(Referring expression data)
========================================
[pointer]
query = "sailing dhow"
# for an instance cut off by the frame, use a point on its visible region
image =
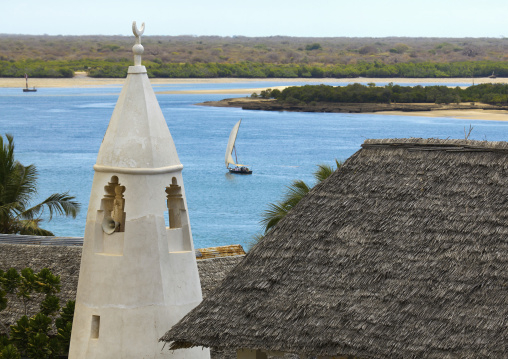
(238, 169)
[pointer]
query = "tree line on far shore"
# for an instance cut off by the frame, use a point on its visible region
(358, 93)
(101, 68)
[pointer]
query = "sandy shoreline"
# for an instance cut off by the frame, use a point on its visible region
(81, 80)
(488, 115)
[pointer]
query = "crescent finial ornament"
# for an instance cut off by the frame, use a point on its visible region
(137, 32)
(137, 49)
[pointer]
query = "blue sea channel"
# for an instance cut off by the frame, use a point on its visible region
(60, 131)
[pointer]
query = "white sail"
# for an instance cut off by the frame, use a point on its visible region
(231, 145)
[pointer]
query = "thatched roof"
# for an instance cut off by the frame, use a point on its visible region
(401, 253)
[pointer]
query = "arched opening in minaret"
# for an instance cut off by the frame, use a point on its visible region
(113, 205)
(175, 203)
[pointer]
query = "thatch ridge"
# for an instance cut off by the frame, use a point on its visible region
(401, 253)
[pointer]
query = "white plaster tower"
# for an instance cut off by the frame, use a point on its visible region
(138, 277)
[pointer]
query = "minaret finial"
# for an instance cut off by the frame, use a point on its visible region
(138, 49)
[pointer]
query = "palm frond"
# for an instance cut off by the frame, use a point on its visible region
(57, 203)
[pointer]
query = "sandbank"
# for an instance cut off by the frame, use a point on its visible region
(489, 115)
(81, 80)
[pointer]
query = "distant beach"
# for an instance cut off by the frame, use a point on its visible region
(81, 80)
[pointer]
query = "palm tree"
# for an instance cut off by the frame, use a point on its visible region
(294, 193)
(18, 184)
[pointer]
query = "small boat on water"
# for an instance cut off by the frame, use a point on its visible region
(26, 89)
(238, 168)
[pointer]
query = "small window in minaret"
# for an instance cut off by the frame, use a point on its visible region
(113, 205)
(175, 204)
(96, 323)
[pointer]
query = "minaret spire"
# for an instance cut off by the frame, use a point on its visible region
(138, 274)
(138, 49)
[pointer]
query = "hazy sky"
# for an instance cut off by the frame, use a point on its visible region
(364, 18)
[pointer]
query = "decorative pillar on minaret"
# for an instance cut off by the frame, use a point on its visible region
(138, 275)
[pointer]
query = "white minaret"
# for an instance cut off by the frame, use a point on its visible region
(138, 277)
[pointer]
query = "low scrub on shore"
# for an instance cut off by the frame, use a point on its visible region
(357, 93)
(118, 69)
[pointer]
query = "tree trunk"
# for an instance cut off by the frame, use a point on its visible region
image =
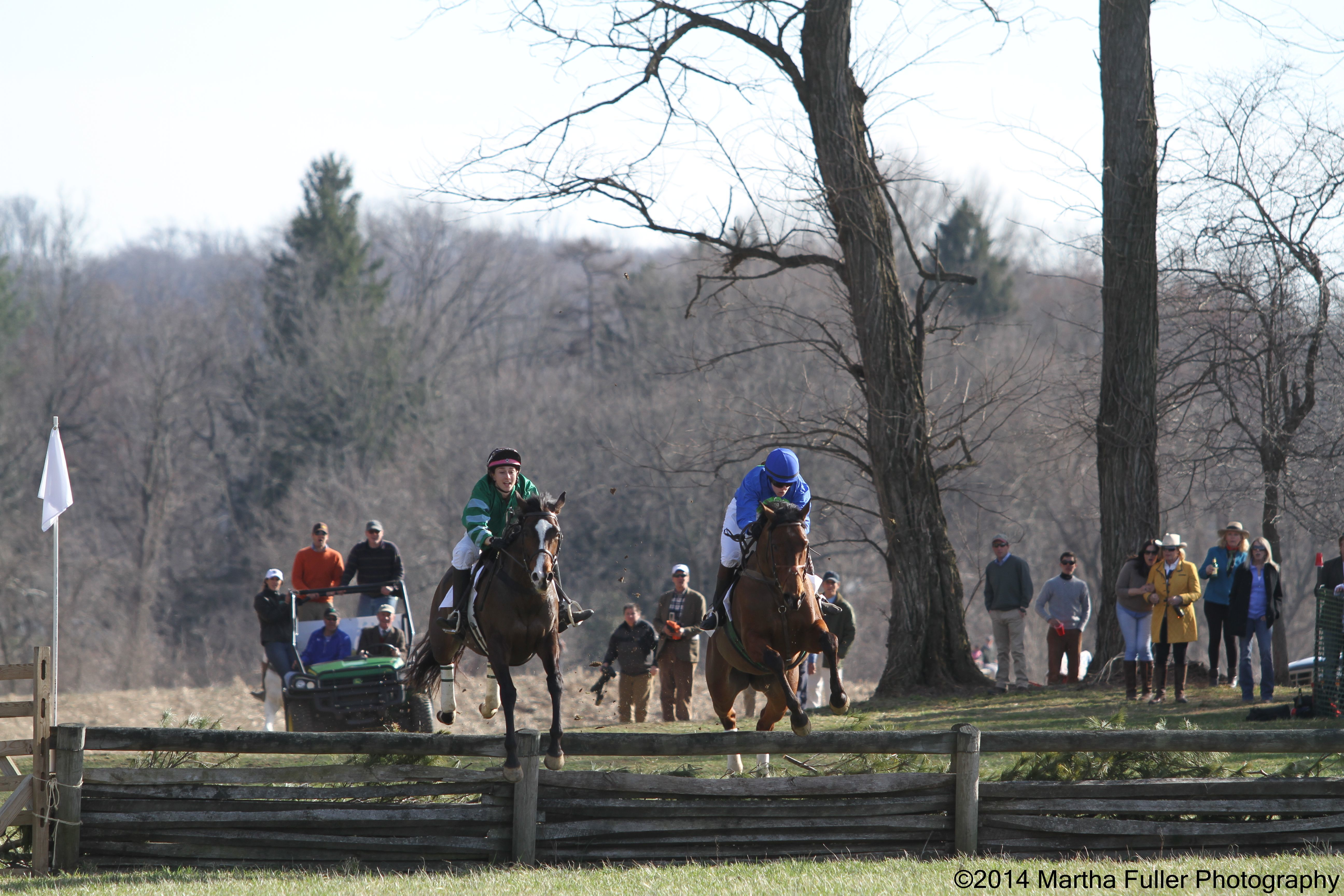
(927, 640)
(1271, 514)
(1127, 421)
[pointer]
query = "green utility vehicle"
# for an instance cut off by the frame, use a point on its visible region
(359, 694)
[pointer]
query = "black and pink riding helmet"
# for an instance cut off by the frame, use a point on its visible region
(505, 457)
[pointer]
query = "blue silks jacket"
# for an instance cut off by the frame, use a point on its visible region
(326, 649)
(756, 489)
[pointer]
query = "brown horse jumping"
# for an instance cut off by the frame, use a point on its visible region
(777, 622)
(517, 613)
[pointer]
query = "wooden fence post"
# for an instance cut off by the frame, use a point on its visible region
(69, 785)
(41, 760)
(965, 765)
(525, 799)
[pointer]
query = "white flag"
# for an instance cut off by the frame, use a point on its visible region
(54, 491)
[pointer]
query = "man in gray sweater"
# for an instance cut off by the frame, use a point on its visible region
(1066, 605)
(1007, 597)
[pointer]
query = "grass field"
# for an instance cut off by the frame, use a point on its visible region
(849, 878)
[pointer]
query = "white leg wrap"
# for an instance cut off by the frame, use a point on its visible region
(448, 688)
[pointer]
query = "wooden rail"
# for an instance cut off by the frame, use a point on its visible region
(247, 816)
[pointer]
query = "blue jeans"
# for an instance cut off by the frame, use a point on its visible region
(1260, 631)
(1138, 629)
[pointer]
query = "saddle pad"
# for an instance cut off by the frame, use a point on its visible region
(448, 598)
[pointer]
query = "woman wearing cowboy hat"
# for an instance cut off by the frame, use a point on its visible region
(1220, 565)
(1175, 589)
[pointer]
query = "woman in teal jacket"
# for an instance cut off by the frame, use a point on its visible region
(1220, 565)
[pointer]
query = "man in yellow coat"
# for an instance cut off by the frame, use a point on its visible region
(1173, 589)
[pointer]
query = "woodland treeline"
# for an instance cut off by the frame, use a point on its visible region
(218, 394)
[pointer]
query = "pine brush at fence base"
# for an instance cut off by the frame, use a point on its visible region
(424, 816)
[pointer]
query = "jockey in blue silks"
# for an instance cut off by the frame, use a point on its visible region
(776, 479)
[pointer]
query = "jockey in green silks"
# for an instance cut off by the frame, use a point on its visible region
(495, 499)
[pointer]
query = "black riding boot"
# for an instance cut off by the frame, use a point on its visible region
(721, 590)
(456, 621)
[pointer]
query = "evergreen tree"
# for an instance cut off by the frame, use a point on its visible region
(967, 248)
(331, 383)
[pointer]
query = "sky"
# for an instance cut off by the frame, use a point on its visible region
(205, 116)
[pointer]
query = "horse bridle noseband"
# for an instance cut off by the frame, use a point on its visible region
(560, 536)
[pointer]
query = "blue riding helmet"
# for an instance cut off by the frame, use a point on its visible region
(783, 467)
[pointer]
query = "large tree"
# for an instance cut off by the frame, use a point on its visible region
(851, 233)
(1127, 420)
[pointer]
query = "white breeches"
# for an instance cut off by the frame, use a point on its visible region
(730, 553)
(466, 554)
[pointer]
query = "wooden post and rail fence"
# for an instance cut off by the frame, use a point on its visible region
(417, 816)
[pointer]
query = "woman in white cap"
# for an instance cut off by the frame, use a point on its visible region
(1175, 592)
(1222, 561)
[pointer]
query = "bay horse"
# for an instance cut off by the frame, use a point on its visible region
(517, 613)
(776, 622)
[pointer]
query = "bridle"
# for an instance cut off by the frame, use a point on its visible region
(541, 549)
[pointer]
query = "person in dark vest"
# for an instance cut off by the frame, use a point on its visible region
(382, 640)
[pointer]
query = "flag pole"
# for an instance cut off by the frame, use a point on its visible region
(56, 597)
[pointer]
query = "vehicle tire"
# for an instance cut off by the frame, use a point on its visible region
(300, 717)
(423, 715)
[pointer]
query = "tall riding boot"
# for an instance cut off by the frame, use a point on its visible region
(456, 621)
(1160, 684)
(721, 590)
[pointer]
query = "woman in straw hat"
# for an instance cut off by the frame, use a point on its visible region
(1220, 565)
(1175, 590)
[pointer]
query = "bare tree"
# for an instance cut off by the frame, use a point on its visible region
(1258, 246)
(1127, 418)
(843, 221)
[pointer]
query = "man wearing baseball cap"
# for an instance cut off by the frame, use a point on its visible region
(277, 628)
(374, 561)
(679, 644)
(316, 568)
(382, 640)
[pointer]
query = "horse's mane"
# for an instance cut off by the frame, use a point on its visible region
(538, 504)
(784, 511)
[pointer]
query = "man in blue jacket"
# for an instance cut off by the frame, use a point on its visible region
(328, 643)
(779, 477)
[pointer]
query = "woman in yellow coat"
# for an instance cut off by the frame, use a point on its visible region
(1174, 584)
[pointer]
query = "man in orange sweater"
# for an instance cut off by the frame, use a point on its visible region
(316, 568)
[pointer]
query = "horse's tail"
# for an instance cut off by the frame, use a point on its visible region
(423, 674)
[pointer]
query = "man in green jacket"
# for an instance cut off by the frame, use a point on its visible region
(495, 498)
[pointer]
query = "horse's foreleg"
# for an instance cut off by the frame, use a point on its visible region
(550, 655)
(492, 694)
(499, 663)
(830, 649)
(797, 718)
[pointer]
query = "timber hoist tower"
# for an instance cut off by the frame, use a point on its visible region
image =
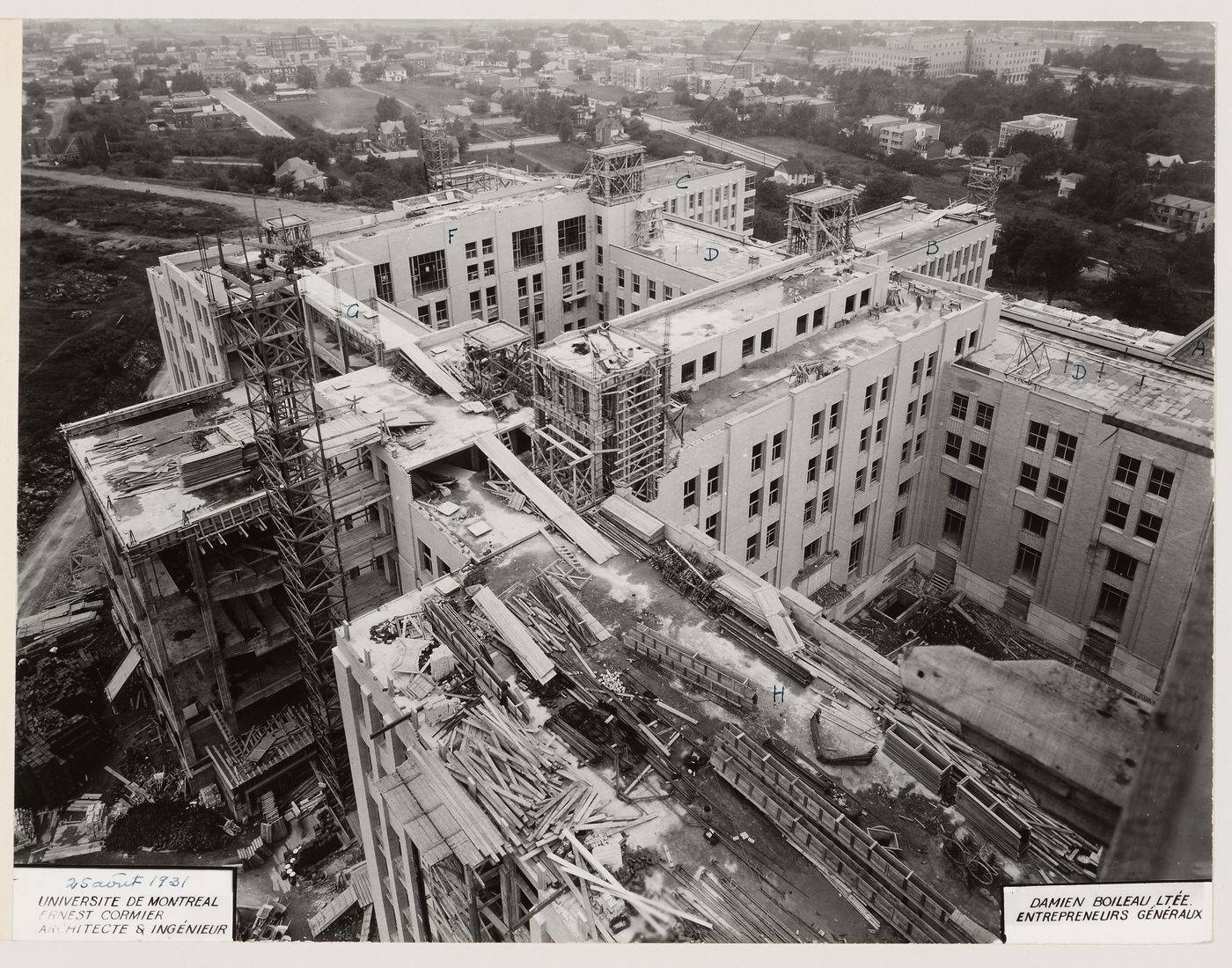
(819, 221)
(267, 312)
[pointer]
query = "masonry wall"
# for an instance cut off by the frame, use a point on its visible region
(1075, 548)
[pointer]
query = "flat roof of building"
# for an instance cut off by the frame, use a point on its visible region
(704, 253)
(668, 172)
(413, 443)
(693, 321)
(132, 463)
(899, 230)
(1157, 395)
(766, 378)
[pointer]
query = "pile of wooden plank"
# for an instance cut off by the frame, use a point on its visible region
(515, 635)
(521, 779)
(869, 875)
(211, 466)
(61, 620)
(929, 762)
(760, 643)
(708, 677)
(992, 818)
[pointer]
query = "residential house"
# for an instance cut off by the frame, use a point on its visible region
(1158, 165)
(1182, 216)
(1066, 184)
(794, 172)
(301, 172)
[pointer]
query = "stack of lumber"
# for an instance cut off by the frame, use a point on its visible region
(708, 677)
(129, 481)
(578, 616)
(209, 467)
(929, 762)
(615, 532)
(634, 520)
(63, 619)
(521, 779)
(872, 877)
(760, 643)
(515, 635)
(1055, 845)
(780, 622)
(992, 818)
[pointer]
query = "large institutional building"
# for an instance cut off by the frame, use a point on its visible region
(809, 422)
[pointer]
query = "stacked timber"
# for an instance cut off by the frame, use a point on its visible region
(209, 467)
(866, 872)
(929, 762)
(992, 818)
(760, 643)
(704, 674)
(515, 635)
(634, 520)
(521, 779)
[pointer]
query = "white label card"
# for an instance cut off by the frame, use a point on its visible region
(1161, 913)
(123, 903)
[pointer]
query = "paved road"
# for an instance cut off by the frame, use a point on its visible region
(260, 122)
(744, 151)
(243, 203)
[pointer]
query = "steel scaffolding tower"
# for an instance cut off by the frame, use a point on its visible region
(983, 182)
(819, 221)
(615, 172)
(437, 156)
(268, 315)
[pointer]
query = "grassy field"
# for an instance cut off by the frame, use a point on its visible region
(431, 96)
(336, 108)
(88, 340)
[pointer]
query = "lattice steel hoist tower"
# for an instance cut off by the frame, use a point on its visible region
(267, 312)
(983, 182)
(819, 221)
(437, 156)
(616, 172)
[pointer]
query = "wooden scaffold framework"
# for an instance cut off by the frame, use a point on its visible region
(819, 221)
(267, 311)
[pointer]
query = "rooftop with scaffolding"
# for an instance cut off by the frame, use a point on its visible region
(1142, 391)
(903, 227)
(870, 330)
(693, 320)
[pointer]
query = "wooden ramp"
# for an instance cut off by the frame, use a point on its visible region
(515, 635)
(547, 502)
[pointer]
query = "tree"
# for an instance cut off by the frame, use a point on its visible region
(1056, 256)
(976, 145)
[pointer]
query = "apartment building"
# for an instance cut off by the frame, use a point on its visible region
(1069, 483)
(1010, 62)
(946, 55)
(911, 136)
(1053, 126)
(1183, 216)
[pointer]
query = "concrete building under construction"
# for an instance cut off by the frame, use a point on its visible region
(388, 533)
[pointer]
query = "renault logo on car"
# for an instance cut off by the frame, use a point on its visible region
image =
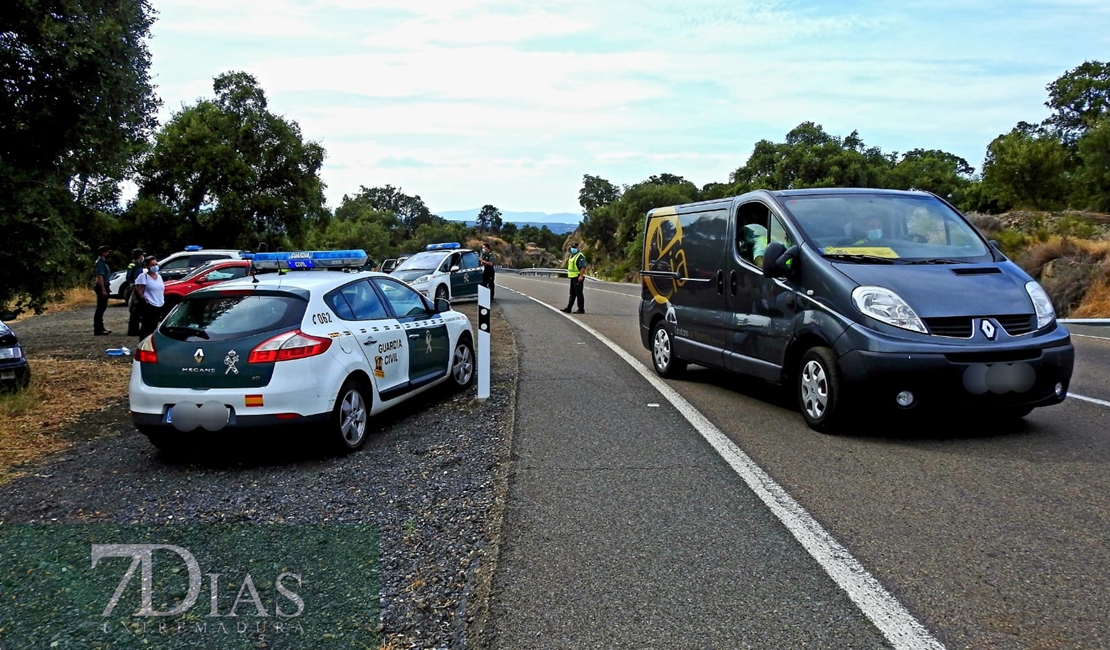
(988, 328)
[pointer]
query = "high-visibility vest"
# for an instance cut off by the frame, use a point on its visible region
(572, 265)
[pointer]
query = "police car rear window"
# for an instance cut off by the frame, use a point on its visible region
(222, 317)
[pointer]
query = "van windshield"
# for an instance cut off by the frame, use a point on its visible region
(853, 227)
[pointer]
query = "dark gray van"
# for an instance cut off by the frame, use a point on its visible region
(854, 297)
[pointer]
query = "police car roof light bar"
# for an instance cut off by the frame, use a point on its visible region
(309, 260)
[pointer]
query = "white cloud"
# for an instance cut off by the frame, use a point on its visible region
(511, 102)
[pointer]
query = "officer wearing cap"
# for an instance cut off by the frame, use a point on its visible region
(101, 273)
(133, 270)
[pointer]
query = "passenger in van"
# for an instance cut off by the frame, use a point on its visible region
(754, 242)
(871, 232)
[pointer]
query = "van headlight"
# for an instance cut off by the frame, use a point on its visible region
(887, 306)
(1042, 304)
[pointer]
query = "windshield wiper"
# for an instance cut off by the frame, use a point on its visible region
(858, 259)
(187, 331)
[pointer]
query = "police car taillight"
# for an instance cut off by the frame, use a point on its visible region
(289, 346)
(145, 354)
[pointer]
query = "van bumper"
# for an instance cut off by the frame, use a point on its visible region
(967, 378)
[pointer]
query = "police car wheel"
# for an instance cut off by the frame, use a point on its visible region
(351, 416)
(462, 364)
(663, 353)
(819, 389)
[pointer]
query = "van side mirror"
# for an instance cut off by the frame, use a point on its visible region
(778, 260)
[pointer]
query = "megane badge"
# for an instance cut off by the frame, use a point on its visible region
(230, 361)
(987, 328)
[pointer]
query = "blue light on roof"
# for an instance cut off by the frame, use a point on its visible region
(306, 260)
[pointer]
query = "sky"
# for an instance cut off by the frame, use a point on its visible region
(511, 102)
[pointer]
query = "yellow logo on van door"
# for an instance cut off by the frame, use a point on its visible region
(663, 251)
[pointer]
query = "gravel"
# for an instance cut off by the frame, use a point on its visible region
(431, 479)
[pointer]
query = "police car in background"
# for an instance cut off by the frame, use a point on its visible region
(299, 347)
(443, 271)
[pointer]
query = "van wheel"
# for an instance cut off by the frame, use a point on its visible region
(819, 389)
(350, 416)
(663, 353)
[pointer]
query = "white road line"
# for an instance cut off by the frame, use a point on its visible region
(892, 620)
(1091, 399)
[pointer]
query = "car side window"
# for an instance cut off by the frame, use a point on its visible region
(362, 302)
(404, 300)
(178, 263)
(339, 304)
(470, 260)
(756, 226)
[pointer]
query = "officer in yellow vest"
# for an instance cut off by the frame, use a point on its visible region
(575, 266)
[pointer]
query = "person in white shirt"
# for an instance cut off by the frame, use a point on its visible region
(150, 290)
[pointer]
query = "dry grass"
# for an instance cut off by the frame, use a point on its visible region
(1096, 303)
(60, 393)
(73, 298)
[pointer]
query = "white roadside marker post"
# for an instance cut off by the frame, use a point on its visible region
(483, 368)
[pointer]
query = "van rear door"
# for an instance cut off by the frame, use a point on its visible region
(762, 310)
(692, 245)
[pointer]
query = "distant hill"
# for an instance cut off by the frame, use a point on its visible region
(556, 222)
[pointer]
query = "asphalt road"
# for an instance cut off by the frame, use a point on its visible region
(639, 532)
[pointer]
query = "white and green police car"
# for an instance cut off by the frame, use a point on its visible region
(299, 347)
(443, 271)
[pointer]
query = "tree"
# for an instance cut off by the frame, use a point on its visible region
(942, 173)
(1027, 168)
(410, 210)
(488, 217)
(76, 108)
(596, 192)
(810, 158)
(1093, 174)
(1080, 98)
(230, 173)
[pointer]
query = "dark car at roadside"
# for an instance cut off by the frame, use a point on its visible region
(14, 371)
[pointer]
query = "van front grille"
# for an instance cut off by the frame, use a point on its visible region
(954, 327)
(1018, 325)
(960, 326)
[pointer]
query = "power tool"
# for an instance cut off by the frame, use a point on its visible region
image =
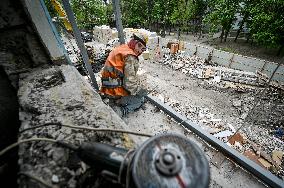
========================================
WHAT YOU WILL DO - Show the lines of the entries that include the string "black", copying each in full.

RESPONSE AREA -
query = "black and pink riding helmet"
query = "black riding boot"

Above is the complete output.